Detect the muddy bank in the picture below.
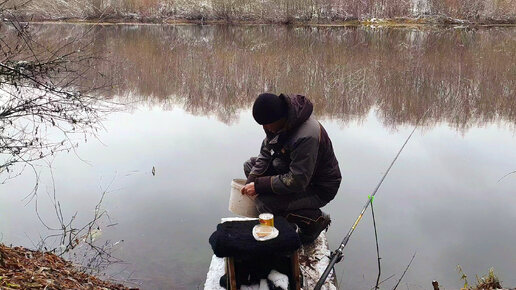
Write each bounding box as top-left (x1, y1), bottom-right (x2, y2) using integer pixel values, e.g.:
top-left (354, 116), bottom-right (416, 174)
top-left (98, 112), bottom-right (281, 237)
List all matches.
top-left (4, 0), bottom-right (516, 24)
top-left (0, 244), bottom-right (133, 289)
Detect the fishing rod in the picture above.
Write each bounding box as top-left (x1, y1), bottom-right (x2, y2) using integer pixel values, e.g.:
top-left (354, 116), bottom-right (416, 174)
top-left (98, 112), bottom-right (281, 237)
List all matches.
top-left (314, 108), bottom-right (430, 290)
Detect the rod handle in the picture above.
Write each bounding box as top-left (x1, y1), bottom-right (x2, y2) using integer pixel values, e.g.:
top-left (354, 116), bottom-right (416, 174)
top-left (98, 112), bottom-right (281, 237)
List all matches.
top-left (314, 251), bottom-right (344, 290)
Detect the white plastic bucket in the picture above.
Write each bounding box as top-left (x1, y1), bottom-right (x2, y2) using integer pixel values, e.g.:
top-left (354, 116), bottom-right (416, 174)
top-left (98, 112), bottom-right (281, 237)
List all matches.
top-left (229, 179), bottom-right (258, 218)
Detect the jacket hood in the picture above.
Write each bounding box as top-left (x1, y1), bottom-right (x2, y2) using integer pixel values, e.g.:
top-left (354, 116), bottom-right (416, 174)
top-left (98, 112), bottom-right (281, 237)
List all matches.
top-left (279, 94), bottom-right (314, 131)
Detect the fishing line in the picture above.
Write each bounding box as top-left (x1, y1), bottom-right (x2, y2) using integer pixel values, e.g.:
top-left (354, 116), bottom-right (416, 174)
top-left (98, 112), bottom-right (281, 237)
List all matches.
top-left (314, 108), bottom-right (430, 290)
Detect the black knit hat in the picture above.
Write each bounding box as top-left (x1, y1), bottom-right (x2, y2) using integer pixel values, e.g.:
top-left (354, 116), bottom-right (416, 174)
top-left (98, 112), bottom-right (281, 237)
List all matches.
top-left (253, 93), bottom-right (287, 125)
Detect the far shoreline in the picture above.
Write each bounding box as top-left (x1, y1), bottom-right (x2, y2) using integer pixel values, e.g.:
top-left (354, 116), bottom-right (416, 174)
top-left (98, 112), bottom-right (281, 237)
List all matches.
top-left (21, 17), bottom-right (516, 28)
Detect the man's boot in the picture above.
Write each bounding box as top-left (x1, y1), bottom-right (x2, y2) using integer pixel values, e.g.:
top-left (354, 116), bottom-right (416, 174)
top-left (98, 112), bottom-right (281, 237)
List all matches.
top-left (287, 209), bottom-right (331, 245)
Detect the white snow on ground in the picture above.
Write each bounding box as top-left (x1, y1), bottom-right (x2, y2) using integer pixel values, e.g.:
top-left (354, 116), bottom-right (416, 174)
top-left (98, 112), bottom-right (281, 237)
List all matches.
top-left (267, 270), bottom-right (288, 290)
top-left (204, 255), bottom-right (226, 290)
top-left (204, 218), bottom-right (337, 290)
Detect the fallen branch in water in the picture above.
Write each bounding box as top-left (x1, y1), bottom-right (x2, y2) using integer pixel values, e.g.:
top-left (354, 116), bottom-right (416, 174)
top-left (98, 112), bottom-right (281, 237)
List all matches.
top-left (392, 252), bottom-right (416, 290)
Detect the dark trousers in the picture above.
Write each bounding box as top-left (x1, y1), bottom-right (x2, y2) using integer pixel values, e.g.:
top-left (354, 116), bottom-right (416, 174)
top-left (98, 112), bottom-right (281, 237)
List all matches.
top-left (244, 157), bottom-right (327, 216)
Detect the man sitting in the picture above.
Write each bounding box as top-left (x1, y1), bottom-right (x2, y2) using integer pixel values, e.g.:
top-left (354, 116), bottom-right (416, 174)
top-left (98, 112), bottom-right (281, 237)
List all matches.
* * * * * * * * *
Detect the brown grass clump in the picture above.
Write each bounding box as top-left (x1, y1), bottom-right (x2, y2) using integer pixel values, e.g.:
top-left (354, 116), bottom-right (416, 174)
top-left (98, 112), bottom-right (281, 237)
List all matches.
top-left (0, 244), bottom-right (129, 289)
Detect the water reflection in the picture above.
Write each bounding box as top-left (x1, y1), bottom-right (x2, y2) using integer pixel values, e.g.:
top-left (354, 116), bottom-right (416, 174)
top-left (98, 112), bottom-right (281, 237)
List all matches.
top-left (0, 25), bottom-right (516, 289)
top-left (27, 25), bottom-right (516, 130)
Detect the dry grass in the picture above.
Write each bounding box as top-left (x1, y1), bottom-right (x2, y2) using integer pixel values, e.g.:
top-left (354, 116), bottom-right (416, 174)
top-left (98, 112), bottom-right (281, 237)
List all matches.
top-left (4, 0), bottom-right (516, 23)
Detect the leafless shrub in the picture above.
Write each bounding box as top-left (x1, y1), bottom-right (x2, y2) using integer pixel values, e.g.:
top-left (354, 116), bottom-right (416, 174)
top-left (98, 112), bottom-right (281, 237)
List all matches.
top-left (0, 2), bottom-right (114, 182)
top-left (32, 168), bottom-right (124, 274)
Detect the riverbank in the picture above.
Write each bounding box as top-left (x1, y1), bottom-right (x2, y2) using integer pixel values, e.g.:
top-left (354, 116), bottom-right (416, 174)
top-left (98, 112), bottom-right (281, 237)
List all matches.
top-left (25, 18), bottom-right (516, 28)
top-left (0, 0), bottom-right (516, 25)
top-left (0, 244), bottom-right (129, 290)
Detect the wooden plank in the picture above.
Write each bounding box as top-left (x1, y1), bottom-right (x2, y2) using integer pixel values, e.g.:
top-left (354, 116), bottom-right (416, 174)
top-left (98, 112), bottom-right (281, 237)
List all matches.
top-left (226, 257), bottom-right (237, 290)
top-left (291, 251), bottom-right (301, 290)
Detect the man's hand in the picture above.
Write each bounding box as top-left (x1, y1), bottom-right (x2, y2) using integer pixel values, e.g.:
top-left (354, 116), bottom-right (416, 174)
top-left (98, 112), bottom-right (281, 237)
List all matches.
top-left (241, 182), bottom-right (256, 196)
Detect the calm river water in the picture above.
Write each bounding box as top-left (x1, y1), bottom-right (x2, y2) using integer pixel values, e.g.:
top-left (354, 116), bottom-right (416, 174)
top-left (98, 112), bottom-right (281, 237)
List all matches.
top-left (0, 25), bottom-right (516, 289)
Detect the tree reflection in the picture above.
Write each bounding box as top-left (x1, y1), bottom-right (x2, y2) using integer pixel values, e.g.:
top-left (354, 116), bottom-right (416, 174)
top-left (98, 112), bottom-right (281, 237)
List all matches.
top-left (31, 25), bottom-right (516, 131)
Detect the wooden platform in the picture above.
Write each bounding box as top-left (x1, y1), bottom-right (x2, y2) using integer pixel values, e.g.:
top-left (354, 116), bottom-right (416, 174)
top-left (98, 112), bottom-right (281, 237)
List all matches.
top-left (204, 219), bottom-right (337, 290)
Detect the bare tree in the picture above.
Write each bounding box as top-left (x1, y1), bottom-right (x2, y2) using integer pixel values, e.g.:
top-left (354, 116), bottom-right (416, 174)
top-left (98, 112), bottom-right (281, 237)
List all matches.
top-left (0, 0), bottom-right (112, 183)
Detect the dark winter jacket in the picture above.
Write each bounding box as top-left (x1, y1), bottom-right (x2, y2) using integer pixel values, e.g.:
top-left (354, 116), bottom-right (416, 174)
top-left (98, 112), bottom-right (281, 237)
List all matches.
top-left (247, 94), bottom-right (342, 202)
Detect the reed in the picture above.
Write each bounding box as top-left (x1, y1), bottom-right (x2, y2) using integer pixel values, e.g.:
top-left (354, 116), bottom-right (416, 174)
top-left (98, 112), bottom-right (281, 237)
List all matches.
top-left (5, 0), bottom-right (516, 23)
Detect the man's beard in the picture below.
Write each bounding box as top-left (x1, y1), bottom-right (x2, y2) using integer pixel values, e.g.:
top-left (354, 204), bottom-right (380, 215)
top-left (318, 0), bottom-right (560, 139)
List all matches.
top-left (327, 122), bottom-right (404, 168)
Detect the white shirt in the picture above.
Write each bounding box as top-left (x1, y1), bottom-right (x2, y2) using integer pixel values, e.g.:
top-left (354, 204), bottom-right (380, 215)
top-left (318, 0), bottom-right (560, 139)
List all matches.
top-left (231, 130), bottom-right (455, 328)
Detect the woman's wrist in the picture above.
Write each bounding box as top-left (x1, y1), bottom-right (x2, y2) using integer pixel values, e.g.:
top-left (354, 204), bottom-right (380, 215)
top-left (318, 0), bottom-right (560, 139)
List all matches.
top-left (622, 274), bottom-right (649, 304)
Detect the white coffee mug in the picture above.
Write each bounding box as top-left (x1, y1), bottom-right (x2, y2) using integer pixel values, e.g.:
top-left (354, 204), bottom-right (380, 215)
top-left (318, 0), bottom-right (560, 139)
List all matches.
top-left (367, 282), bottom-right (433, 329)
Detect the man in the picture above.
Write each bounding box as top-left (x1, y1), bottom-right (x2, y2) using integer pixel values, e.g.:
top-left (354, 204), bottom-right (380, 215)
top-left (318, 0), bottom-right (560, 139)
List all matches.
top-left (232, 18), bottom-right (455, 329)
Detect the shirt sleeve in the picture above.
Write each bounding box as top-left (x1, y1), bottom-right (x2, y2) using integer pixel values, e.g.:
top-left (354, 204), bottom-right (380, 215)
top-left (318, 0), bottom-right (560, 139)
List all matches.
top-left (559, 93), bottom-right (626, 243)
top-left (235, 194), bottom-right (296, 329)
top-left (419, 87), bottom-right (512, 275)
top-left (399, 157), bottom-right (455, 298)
* * * * * * * * *
## Anforderungen
Nenne alle Zeilen der Einträge oben, in denen das Wort „shirt“ vorkommt, und übernimm sie wörtlich.

## Antwort
Detect the white shirt in the picture above.
Detect the shirt sleeve in the picture above.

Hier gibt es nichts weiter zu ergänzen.